*** SUPPLIED TEXT
The COTS mandate from Secretary of Defense William Perry, along with the consolidation of the prime contractors, changed the direction in the MIL/COTS supply chain in favor of specialized board vendors. But, it is clear that MIL/COTS programs use small numbers of very specialized boards, and it is a low-volume/high-margin segment. Some board companies recognized the opportunities and changed their business models to focus on these specific market and application requirements.

Time-to-market, cost factors, the breakup of the telecom industry, and technology complexities caused similar changes in the telecom supply chain, too. Telecom Equipment Makers (TEMs) started to buy boards from outside vendors, but demanded that those products be highly customized to insure that they could not operate in competitive equipment. The TEMs promised high-volume orders if the vendor would only do all the proprietary engineering work free of charge. Very few of those large orders have ever materialized; however, the increased engineering costs to telecom board vendors surely have. Additionally, once the volumes of these board orders came into the range of a Contract Electronic Manufacturer (CEM), the board vendor was removed from the supply chain for price reasons.

While the telecom and the military markets were making these major transitions, the industrial markets simply moved to commodity PC technologies for low-end control applications, and the board makers followed suit. The larger suppliers have direct sales forces, and many still have outside sales representatives. Most of the industrial board makers adopted an international sales focus many years ago. Now, some of them are trying to establish themselves in the telecom or MIL/COTS markets as they struggle for growth or a higher-profit margin.

When you look at the target markets, manyof those original business model decisions are automatically made for board vendors today: direct sales people, and a few outside sales representatives, deal with tens of customers who buy small quantities of highly specialized boards at high margins (MIL/COTS); a few direct sales people to deal with only a few customers who buy small volumes of commodity boards but promise to buy large volumes in the future at very low margins (telecoms); or outside sales representatives to deal with hundreds of customers, who buy small volumes of somewhat specialized boards at mid-range margins (industrial). If you are diversified, you will be dividing up sales responsibility on a line-of-business basis, not a territory basis, with a large hybrid salesforce.
******
*** DATASET EXCERPTS
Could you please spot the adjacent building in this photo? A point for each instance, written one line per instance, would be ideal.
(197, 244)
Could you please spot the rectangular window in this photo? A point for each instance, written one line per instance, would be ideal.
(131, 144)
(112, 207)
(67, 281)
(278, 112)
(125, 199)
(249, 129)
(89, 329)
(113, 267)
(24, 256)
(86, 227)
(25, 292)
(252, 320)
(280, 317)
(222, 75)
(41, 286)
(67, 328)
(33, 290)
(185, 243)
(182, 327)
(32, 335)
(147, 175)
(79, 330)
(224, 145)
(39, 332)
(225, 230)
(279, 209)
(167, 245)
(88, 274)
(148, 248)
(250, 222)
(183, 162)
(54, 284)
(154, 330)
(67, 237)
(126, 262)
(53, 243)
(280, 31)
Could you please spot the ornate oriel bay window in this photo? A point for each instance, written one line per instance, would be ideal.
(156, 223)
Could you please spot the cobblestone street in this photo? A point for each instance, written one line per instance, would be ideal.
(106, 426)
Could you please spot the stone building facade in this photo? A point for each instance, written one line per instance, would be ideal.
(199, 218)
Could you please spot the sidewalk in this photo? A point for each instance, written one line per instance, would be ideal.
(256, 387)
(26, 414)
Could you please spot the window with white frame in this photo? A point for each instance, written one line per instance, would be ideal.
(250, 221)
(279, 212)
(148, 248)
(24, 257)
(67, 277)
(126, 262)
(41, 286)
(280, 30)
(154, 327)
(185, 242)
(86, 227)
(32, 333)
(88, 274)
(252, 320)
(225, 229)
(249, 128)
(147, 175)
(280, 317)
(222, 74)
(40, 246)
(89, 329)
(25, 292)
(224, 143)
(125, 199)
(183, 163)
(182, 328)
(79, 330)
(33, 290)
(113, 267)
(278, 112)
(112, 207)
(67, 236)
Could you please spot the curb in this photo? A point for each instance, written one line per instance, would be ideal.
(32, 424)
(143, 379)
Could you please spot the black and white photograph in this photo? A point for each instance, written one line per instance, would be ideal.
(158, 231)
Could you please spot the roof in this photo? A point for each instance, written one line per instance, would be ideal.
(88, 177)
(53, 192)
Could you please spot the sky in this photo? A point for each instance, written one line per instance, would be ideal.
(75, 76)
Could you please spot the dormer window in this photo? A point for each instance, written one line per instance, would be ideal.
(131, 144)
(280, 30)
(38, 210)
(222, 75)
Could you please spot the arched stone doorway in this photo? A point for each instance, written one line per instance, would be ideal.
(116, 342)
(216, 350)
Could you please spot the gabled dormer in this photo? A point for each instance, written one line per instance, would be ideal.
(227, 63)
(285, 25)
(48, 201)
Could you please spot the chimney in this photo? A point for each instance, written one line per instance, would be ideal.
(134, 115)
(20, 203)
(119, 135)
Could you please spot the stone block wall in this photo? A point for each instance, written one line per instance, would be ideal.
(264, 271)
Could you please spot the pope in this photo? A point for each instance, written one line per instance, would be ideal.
******
--- YOUR TASKS ---
a – In the board-vendor passage, what happened to the board vendor once order volumes reached the range of a Contract Electronic Manufacturer?
b – From the board-vendor passage, extract the words starting at "When you look" and ending at "large hybrid salesforce.".
Draw only on the board-vendor passage.

--- SOLUTION LIST ---
a – The board vendor was removed from the supply chain for price reasons.

b –
When you look at the target markets, manyof those original business model decisions are automatically made for board vendors today: direct sales people, and a few outside sales representatives, deal with tens of customers who buy small quantities of highly specialized boards at high margins (MIL/COTS); a few direct sales people to deal with only a few customers who buy small volumes of commodity boards but promise to buy large volumes in the future at very low margins (telecoms); or outside sales representatives to deal with hundreds of customers, who buy small volumes of somewhat specialized boards at mid-range margins (industrial). If you are diversified, you will be dividing up sales responsibility on a line-of-business basis, not a territory basis, with a large hybrid salesforce.